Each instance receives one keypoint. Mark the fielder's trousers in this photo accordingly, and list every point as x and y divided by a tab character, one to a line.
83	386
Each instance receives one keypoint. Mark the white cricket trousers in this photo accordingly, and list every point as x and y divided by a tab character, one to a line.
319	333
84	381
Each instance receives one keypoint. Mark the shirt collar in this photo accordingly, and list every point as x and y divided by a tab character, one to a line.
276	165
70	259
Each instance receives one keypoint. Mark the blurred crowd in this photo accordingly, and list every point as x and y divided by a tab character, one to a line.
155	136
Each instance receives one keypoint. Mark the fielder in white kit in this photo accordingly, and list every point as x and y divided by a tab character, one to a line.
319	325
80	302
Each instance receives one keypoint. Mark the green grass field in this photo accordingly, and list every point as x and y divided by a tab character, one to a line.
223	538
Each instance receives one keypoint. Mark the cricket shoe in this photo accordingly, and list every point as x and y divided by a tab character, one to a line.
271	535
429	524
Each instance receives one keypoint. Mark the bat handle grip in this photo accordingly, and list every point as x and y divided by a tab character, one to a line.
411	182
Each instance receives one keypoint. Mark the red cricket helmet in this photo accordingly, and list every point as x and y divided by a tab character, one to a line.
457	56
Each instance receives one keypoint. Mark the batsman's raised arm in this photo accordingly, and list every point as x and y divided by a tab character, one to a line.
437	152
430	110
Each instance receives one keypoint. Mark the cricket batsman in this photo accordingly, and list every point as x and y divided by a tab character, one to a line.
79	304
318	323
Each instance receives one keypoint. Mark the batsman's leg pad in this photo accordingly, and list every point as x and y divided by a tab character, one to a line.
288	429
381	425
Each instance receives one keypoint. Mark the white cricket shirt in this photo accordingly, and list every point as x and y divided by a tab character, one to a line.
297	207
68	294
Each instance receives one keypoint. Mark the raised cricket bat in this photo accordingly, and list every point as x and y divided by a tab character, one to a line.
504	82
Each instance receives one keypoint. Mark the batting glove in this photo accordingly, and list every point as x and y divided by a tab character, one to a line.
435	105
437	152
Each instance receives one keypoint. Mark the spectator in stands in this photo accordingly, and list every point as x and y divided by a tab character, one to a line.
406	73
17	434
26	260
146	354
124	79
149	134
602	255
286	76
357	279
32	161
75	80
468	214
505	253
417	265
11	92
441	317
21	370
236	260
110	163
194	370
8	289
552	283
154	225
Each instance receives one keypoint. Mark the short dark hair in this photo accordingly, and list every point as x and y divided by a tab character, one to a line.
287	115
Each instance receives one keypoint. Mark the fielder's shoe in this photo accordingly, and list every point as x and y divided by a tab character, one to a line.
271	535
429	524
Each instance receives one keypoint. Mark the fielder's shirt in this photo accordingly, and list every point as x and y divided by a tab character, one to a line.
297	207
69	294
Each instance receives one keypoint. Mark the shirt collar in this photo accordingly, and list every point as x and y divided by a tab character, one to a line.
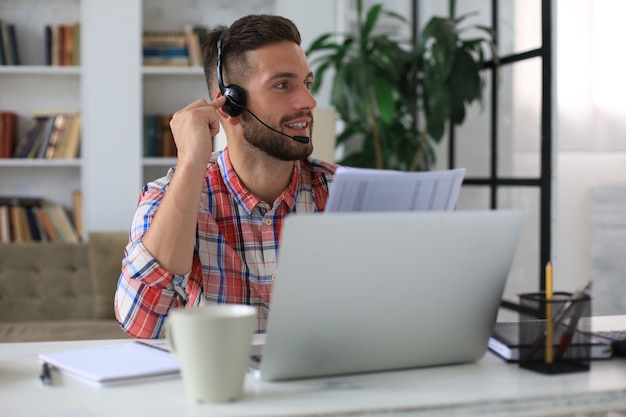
247	199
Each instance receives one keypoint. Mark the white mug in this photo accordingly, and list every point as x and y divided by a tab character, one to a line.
213	344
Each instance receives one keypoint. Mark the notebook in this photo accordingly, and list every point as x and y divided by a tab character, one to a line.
363	292
114	364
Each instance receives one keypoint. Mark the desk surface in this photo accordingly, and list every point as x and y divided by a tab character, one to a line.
487	387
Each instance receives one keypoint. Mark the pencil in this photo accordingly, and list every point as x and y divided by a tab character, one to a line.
549	320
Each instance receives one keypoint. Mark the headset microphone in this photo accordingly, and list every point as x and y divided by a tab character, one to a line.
301	139
236	97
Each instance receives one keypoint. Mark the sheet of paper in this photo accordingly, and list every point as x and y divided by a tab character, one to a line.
361	189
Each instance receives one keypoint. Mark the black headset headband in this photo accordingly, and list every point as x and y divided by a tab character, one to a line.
235	95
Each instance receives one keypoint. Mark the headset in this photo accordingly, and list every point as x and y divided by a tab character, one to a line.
236	97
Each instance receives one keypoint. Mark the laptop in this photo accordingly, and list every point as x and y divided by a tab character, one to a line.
365	292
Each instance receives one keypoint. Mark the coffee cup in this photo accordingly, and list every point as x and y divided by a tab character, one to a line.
213	344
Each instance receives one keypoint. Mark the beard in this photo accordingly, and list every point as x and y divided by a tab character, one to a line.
275	144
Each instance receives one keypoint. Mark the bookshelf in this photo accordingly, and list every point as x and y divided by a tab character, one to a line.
112	90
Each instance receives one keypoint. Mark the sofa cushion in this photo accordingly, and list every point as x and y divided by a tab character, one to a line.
106	251
43	281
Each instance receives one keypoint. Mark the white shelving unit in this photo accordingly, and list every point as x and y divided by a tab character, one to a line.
112	90
33	87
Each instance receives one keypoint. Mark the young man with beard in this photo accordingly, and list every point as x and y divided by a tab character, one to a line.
210	229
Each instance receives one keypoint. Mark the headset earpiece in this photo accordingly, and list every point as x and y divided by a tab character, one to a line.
235	100
235	95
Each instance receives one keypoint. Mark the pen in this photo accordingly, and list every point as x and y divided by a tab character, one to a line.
549	319
566	338
45	376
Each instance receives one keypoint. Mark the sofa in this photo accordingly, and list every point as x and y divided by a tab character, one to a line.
60	291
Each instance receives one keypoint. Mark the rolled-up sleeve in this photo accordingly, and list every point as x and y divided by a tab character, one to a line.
145	291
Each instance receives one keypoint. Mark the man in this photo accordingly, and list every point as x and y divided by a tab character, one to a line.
210	229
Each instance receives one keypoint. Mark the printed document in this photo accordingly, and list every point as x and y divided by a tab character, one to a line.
362	189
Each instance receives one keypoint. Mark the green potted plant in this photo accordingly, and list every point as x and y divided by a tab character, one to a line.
394	95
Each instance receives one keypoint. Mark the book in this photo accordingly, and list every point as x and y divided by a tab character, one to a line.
6	43
5	226
8	128
114	364
50	231
504	342
77	206
70	143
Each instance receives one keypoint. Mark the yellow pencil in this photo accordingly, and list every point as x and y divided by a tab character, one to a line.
549	320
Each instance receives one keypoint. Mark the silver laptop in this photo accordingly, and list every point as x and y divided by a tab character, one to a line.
363	292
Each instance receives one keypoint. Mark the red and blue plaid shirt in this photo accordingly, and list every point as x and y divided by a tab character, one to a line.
236	246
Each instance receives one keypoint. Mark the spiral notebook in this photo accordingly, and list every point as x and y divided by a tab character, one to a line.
114	364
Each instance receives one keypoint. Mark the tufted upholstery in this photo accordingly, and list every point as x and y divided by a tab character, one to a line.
60	291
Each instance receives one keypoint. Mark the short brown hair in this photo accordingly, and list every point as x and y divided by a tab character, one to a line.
245	34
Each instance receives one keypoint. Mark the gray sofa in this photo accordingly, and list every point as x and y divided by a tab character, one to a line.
53	291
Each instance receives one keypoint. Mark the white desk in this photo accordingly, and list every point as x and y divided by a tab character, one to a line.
489	387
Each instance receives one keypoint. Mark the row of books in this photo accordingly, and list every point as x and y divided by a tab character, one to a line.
8	44
157	136
173	48
51	136
35	220
62	44
8	129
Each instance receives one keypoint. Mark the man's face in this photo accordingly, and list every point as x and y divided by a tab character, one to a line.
278	92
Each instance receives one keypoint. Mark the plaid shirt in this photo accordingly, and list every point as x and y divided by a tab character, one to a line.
236	246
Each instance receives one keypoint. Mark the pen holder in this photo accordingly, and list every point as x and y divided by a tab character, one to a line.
571	337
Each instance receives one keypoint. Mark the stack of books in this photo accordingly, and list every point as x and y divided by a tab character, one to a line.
35	220
174	48
165	49
52	136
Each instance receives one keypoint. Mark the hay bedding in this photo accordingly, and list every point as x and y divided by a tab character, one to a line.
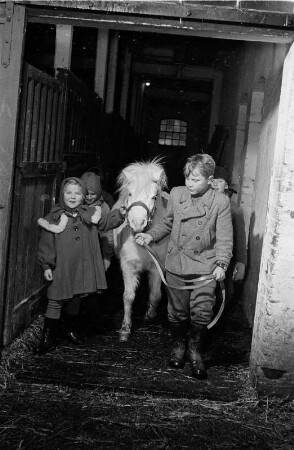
115	396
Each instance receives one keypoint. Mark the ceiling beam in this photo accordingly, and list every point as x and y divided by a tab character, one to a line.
175	71
155	25
217	11
177	95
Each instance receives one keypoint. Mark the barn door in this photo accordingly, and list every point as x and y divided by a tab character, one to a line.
38	169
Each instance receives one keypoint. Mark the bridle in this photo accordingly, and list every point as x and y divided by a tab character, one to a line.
150	213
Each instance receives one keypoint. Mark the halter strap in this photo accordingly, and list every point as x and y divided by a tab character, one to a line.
202	281
138	203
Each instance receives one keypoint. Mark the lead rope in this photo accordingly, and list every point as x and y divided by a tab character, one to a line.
203	280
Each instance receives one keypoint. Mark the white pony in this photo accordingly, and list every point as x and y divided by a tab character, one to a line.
141	192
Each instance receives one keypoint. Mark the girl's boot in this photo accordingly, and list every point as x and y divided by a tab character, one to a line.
50	336
178	335
195	345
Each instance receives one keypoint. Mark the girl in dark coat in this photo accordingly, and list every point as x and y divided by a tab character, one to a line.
70	256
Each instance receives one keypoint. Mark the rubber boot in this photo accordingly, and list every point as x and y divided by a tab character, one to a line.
70	329
195	346
50	336
178	351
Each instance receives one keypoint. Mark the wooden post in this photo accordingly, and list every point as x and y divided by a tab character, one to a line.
101	62
240	141
112	68
250	163
125	83
63	46
135	93
216	92
272	355
9	95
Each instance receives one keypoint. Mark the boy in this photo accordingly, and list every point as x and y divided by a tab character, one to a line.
237	267
198	220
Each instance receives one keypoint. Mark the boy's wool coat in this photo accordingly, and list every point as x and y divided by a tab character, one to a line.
200	230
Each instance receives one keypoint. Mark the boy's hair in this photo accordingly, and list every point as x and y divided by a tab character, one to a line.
202	160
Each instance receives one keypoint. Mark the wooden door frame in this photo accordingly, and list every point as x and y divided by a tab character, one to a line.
10	75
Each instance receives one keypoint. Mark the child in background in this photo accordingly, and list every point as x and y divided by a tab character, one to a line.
94	197
198	220
70	256
107	197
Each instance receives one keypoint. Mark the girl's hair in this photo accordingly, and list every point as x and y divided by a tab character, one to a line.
203	161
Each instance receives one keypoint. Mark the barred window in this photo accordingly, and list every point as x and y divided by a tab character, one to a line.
173	132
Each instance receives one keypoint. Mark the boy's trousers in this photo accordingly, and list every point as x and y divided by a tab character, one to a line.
196	305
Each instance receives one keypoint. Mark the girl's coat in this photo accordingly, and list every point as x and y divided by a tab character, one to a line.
74	254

- **WHAT TO WORK ON**:
Take the lines above from the one holding "Each instance receives one keypoint. Mark the girl's boot" to the last and output them exactly.

- **FINISHED ANSWER**:
Each instance receives one keypoint. Mark the girl's boot in this photo accordingly, and list every point as x and y divided by a tab character, one to a line.
50	336
178	335
195	345
Each instance receives one keypoint. Mark the girl in dark coat in this photo accordingly, and list every point as x and y divided by a tab character, one to a line.
70	256
Each instance receives one keypoint. Mark the rubber boot in this photo accordingly, and list every point as x and y divided by a tab character, one to a line.
70	329
195	346
50	336
178	351
Each instance receives one keypoint. Mark the wooden post in this photo accordingly, and list every point as x and y divided by a tab character, one to a line.
101	62
240	141
112	68
250	163
125	83
63	46
135	93
216	92
272	355
9	95
Each instance receives one keypoint. Mark the boy in this photo accordingly, and list every point as x and y divided by a tab character, one to a line.
237	267
198	220
Each instance receives one keypoint. Mark the boy's wool coat in this photo accordingly, and list every point as x and y divided by a tab character, one to a line.
200	230
Each instance receives one keypoint. Mark the boy's hair in this photo accordingly, and list every point as x and y divided by a tab character, one to a line.
202	160
Each instance receives one keypoint. Mark the wooden door frame in this photo accordingly, and list every point as x and y divided by a tab character, one to a line.
10	75
Each instance receives one keypoint. Mark the child in background in this photo accordingly, and list every point as x and y divided by a tab character, one to a line.
94	197
198	220
70	256
107	197
Each instance receives one keypoint. Mark the girl's hair in this photo accordingly, and list every point as x and y divided by a tab character, one to a line.
203	161
Each instance receives one keypoint. Mark the barred window in this photo accordingly, and list every point as x and y divided by a tab character, one to a line.
173	132
Each instance receives one keypoint. Mark the boy's trousers in this photo accordingly, and list every point as x and y divided by a tab character, one to a line.
196	305
Each instance receives one keypoint. Mark the girl's coat in this photo accordingly, and list every point as x and y divided by a tab character, one to a line.
74	254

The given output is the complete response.